## What is needed
Can you scale the stretch from the start of the entries through the line containing "[44,270,193,372]", both ends included, by writing every line out again with the requests kept and each bounding-box coordinate multiplied by 0.3 and rounded to a whole number, halves rounded up? Leave the pictures out of your answer.

## Data
+++
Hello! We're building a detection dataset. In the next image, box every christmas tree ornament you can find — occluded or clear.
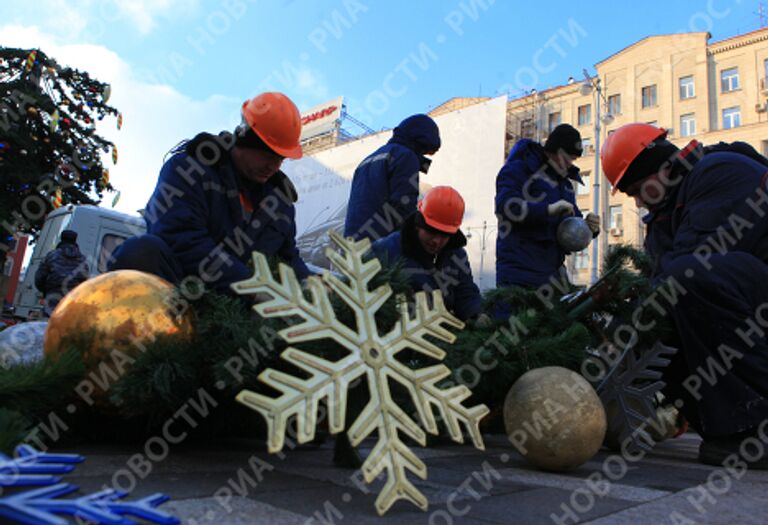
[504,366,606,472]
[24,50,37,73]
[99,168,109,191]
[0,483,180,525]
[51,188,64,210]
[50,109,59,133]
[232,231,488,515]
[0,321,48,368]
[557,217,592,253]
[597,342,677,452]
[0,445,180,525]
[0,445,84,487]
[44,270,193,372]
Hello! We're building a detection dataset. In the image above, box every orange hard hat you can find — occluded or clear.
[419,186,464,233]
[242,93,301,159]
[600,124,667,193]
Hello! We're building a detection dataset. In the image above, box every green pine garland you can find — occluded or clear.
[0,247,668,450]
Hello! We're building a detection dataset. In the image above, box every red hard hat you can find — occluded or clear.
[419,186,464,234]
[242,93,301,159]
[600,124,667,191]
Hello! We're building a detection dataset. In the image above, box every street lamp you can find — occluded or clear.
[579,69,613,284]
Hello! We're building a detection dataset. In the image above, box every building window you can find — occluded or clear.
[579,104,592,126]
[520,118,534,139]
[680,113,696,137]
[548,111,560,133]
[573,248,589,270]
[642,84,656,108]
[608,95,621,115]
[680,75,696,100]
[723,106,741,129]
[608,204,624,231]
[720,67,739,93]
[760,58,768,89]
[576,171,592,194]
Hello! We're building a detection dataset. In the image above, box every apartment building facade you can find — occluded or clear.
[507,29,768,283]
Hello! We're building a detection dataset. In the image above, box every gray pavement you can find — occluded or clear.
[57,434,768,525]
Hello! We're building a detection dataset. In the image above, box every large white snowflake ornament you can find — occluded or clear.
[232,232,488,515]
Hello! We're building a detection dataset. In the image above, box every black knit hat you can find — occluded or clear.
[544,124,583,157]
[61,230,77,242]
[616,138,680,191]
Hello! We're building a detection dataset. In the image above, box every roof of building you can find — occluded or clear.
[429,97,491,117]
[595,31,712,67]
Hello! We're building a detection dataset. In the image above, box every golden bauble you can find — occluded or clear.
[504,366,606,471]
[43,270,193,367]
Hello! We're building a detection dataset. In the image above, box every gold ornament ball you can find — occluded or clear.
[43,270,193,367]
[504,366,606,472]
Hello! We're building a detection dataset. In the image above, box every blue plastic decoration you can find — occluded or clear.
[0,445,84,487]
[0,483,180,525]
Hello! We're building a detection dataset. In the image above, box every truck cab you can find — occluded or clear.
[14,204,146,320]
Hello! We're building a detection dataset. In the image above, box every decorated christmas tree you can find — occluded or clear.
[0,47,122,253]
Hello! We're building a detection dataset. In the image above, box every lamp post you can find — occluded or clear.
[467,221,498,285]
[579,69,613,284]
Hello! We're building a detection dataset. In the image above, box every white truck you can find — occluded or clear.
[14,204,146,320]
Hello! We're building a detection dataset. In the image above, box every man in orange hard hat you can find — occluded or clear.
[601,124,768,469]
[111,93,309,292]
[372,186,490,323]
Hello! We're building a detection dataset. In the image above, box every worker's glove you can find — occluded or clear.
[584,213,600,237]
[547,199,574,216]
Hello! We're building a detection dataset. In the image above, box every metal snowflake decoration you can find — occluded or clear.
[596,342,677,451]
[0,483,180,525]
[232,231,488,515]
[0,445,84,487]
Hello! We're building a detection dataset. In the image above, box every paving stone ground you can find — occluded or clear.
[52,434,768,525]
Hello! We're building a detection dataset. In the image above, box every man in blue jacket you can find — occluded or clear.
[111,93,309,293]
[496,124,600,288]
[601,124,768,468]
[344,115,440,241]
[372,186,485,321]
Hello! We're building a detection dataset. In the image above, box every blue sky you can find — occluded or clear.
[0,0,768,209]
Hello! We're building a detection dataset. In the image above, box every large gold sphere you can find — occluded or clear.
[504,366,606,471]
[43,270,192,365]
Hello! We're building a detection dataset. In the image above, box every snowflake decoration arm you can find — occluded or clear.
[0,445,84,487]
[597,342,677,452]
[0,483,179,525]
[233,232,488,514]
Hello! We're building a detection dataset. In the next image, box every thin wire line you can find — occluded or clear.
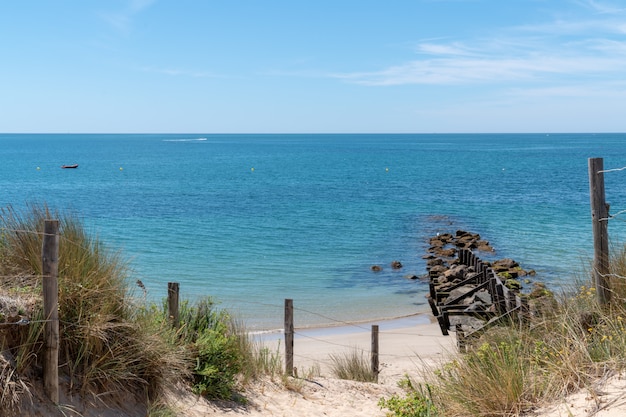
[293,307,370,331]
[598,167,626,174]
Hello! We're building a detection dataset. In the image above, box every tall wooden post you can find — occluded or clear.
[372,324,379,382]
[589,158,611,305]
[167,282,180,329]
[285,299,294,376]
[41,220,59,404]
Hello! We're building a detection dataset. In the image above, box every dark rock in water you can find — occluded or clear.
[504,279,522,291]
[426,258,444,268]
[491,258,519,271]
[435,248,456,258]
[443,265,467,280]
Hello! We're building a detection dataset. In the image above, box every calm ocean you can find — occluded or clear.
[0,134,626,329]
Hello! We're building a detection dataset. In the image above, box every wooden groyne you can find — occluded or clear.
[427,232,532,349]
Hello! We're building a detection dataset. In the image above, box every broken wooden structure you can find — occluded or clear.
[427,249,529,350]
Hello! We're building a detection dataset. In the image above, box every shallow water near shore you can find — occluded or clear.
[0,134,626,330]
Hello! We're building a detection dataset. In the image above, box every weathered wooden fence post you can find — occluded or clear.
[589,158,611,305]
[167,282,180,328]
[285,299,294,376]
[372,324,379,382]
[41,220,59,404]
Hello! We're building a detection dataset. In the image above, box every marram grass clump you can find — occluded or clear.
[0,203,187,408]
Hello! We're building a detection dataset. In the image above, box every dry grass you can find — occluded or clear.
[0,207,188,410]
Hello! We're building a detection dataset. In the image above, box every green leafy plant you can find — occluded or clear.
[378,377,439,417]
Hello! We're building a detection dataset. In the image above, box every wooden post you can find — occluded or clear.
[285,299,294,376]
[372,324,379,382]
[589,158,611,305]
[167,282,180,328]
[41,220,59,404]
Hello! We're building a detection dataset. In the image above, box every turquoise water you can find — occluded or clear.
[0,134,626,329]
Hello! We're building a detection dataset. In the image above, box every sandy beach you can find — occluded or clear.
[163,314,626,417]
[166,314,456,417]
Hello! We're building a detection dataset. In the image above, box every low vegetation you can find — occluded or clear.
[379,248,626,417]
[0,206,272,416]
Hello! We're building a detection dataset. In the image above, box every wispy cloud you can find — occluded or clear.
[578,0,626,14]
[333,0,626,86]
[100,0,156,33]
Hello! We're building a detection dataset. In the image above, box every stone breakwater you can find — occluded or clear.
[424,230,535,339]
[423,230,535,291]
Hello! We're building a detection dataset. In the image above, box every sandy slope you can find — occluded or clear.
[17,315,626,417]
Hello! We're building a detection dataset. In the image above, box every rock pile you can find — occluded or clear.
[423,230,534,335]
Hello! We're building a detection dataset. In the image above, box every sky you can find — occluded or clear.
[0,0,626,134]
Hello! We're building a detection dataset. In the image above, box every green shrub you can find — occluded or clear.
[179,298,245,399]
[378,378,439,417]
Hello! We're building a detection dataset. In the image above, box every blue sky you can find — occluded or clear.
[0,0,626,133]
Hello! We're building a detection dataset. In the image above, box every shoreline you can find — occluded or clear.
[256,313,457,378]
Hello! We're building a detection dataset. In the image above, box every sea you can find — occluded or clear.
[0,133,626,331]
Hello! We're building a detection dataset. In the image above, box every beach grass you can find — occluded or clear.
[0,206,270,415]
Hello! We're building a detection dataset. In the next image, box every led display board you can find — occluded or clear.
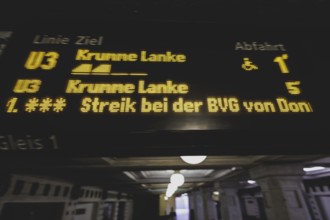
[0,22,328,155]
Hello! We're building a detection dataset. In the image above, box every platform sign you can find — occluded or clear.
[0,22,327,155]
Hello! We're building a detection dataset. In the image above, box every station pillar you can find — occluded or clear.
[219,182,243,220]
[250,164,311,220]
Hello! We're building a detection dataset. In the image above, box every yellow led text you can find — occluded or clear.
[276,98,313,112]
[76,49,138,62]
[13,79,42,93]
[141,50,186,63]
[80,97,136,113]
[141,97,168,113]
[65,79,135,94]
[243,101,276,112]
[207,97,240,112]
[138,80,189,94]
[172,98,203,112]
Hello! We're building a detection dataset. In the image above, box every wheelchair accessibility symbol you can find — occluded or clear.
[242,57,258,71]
+++
## Answer to the problem
Hello! We're building a detection dataset. In the next image, box every christmas tree ornament you can find — occluded or clear.
[151,110,182,142]
[7,15,11,22]
[30,50,33,57]
[0,145,54,158]
[15,56,19,63]
[15,33,18,40]
[70,69,146,155]
[0,96,14,110]
[167,65,178,76]
[179,103,203,136]
[0,134,54,158]
[0,134,25,146]
[13,81,58,112]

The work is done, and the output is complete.